## Required task
Write out the data below word for word, but leave out the pictures.
━━ Supplied material ━━
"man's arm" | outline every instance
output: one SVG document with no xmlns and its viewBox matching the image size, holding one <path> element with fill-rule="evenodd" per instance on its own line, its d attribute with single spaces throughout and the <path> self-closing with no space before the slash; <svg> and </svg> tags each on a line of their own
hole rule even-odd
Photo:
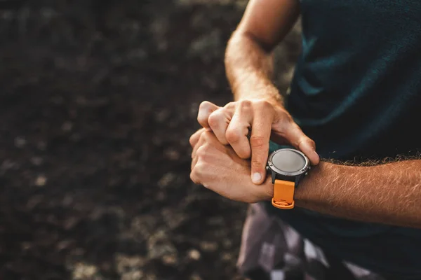
<svg viewBox="0 0 421 280">
<path fill-rule="evenodd" d="M 272 192 L 272 182 L 266 183 Z M 321 162 L 300 183 L 295 199 L 297 206 L 337 217 L 421 227 L 421 160 L 370 167 Z"/>
<path fill-rule="evenodd" d="M 202 129 L 190 138 L 192 180 L 233 200 L 270 201 L 274 185 L 250 180 L 250 161 Z M 322 161 L 296 188 L 295 206 L 339 218 L 421 228 L 421 160 L 375 166 Z M 290 210 L 282 210 L 290 211 Z"/>
<path fill-rule="evenodd" d="M 229 145 L 243 159 L 251 157 L 254 183 L 265 181 L 269 141 L 287 143 L 302 151 L 312 164 L 319 161 L 314 141 L 307 137 L 283 107 L 271 81 L 272 52 L 295 22 L 298 0 L 250 0 L 228 43 L 227 76 L 236 101 L 220 107 L 199 106 L 197 120 Z"/>
<path fill-rule="evenodd" d="M 300 13 L 297 0 L 252 0 L 228 43 L 225 69 L 235 100 L 264 99 L 282 104 L 271 79 L 272 51 Z"/>
</svg>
━━━
## Response
"man's arm" | outline every instance
output: one SVG document with no xmlns and its viewBox matching the image size, holding one <path> element with fill-rule="evenodd" per instance on its own line, its d attribute with single spaces throughout and the <path> self-closing with no space before the slash; <svg> and </svg> tags each on a line of their own
hole rule even-odd
Photo:
<svg viewBox="0 0 421 280">
<path fill-rule="evenodd" d="M 272 192 L 272 182 L 266 183 Z M 321 162 L 300 183 L 295 199 L 297 206 L 337 217 L 421 227 L 421 160 L 370 167 Z"/>
<path fill-rule="evenodd" d="M 202 129 L 190 138 L 192 180 L 233 200 L 270 201 L 274 185 L 250 180 L 250 161 Z M 322 161 L 296 188 L 295 206 L 339 218 L 421 228 L 421 160 L 375 166 Z M 290 210 L 282 210 L 290 211 Z"/>
<path fill-rule="evenodd" d="M 229 145 L 243 159 L 251 157 L 254 183 L 265 181 L 269 141 L 287 143 L 302 151 L 312 164 L 319 161 L 314 141 L 307 137 L 283 107 L 271 81 L 272 52 L 295 22 L 298 0 L 250 0 L 228 43 L 227 76 L 236 101 L 220 107 L 199 106 L 197 120 Z"/>
<path fill-rule="evenodd" d="M 300 13 L 297 0 L 252 0 L 228 43 L 225 69 L 235 100 L 264 99 L 282 104 L 271 79 L 272 51 Z"/>
</svg>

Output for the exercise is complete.